Here, while acknowledging the remaining ambiguity regarding the precise definition of a NES, in consideration of the definitions above [ 24 ], we argue that:
what distinguishes NES from RCTs is that allocation is not controlled by the researchers and;
what distinguishes NES from other observational designs is that they specifically evaluate the impact of a clearly defined event or process which result in differences in exposure between groups.
A detailed assessment of the allocation mechanism (which determines exposure status) is essential. If we can demonstrate that the allocation process approximates a randomization process, any causal claims from NES will be substantially strengthened. The plausibility of the ‘as-if random’ assumption strongly depends on detailed knowledge of why and how individuals or groups of individuals were assigned to conditions and how the assignment process was implemented [ 10 ]. This plausibility can be assessed quantitatively for observed factors using standard tools for assessment of internal validity of a study [ 12 ], and should ideally be supplemented by a qualitative description of the assignment process. Common with contemporary public health practice, we will use the term ‘natural experiment study’, or NES to refer to both NES and QES, from hereon.

* **Your instructions**
Rewrite the part of the passage on natural experiment studies starting at "A detailed assessment" and ending at "QES, from hereon.", and substitute "allocation procedure" for each "assignment process". You do not need the entries to do this work.

* **Excerpts from a dataset**
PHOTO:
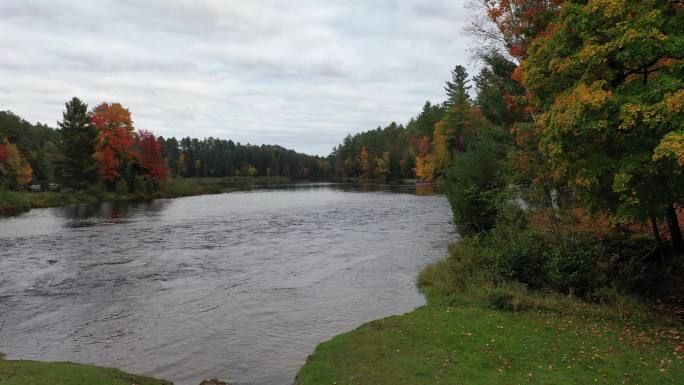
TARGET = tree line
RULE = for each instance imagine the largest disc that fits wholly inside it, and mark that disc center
(566, 171)
(101, 146)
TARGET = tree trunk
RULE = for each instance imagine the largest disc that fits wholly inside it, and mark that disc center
(656, 232)
(675, 230)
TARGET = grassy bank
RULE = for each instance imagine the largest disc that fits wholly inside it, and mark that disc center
(62, 373)
(478, 328)
(461, 339)
(15, 202)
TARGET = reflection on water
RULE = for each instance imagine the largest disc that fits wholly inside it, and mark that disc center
(240, 286)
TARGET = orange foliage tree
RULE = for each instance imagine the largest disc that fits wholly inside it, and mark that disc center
(365, 162)
(150, 160)
(15, 171)
(115, 139)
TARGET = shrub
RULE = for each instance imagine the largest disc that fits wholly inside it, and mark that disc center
(13, 203)
(508, 298)
(574, 267)
(520, 255)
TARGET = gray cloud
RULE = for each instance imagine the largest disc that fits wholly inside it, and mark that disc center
(301, 74)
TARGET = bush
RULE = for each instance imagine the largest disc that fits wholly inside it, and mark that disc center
(520, 255)
(509, 297)
(13, 203)
(574, 268)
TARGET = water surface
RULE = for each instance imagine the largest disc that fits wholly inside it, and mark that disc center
(239, 286)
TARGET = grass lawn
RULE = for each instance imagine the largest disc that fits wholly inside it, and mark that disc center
(458, 340)
(63, 373)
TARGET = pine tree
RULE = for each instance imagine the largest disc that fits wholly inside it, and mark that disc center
(79, 135)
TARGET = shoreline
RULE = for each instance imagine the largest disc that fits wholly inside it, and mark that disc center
(18, 202)
(466, 338)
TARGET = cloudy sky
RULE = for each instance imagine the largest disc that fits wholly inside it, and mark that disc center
(301, 74)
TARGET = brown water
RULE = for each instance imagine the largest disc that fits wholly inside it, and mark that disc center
(239, 286)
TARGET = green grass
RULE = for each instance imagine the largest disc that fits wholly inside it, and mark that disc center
(64, 373)
(461, 339)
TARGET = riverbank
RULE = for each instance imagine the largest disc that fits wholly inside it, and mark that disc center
(65, 373)
(15, 202)
(486, 337)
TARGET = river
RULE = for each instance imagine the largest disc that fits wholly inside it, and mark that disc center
(239, 286)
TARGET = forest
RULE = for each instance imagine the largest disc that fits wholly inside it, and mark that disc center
(563, 158)
(567, 146)
(102, 147)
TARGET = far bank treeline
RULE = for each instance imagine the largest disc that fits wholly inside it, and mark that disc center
(101, 146)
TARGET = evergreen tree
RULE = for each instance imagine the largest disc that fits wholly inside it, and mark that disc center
(79, 138)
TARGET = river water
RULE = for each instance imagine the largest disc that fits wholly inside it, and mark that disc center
(239, 286)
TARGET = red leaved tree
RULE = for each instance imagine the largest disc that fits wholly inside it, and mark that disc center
(150, 160)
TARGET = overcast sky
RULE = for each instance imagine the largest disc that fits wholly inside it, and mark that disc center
(301, 74)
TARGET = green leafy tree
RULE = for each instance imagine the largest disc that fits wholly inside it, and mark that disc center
(79, 137)
(475, 181)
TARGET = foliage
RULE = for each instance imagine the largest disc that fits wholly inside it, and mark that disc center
(15, 171)
(519, 22)
(115, 140)
(79, 137)
(149, 157)
(608, 78)
(457, 88)
(475, 181)
(13, 203)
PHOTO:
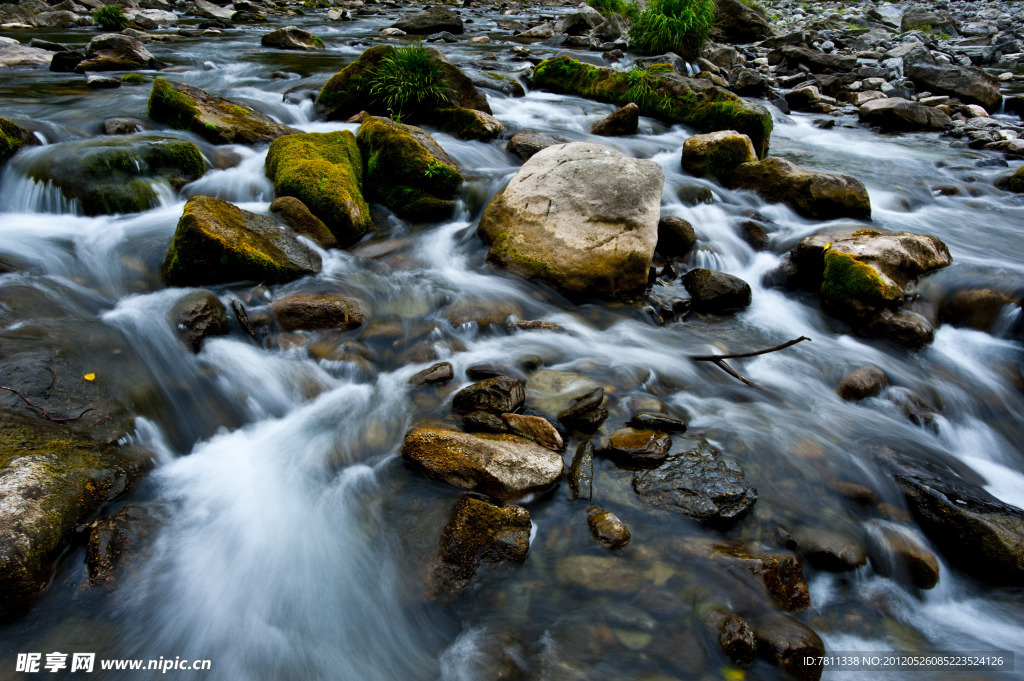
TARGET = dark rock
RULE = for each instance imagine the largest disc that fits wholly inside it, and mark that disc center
(699, 484)
(499, 394)
(716, 292)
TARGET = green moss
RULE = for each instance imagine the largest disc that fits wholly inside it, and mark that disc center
(708, 110)
(325, 172)
(848, 280)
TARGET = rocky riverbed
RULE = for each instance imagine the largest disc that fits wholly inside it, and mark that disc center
(596, 365)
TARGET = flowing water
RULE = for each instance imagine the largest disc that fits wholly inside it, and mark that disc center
(292, 542)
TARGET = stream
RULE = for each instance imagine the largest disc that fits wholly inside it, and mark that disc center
(293, 541)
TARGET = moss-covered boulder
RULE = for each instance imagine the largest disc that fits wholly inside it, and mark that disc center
(823, 196)
(580, 216)
(348, 91)
(215, 119)
(693, 101)
(408, 171)
(717, 154)
(13, 137)
(325, 172)
(217, 243)
(50, 481)
(116, 174)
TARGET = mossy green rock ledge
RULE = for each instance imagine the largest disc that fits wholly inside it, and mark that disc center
(218, 243)
(325, 172)
(692, 101)
(408, 171)
(116, 174)
(215, 119)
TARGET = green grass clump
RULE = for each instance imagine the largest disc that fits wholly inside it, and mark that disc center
(410, 80)
(111, 17)
(673, 26)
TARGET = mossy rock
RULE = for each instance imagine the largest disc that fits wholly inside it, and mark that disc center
(216, 243)
(325, 172)
(12, 137)
(218, 120)
(50, 481)
(115, 174)
(693, 101)
(408, 171)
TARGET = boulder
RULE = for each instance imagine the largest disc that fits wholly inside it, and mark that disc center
(430, 20)
(970, 85)
(823, 196)
(311, 311)
(716, 292)
(619, 123)
(525, 143)
(114, 51)
(895, 114)
(503, 466)
(693, 101)
(324, 170)
(477, 536)
(291, 37)
(408, 171)
(115, 174)
(698, 483)
(217, 243)
(717, 154)
(297, 216)
(218, 120)
(580, 216)
(199, 315)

* **Worked solution**
A detailed assessment of the allocation mechanism (which determines exposure status) is essential. If we can demonstrate that the allocation process approximates a randomization process, any causal claims from NES will be substantially strengthened. The plausibility of the ‘as-if random’ assumption strongly depends on detailed knowledge of why and how individuals or groups of individuals were assigned to conditions and how the allocation procedure was implemented [ 10 ]. This plausibility can be assessed quantitatively for observed factors using standard tools for assessment of internal validity of a study [ 12 ], and should ideally be supplemented by a qualitative description of the allocation procedure. Common with contemporary public health practice, we will use the term ‘natural experiment study’, or NES to refer to both NES and QES, from hereon.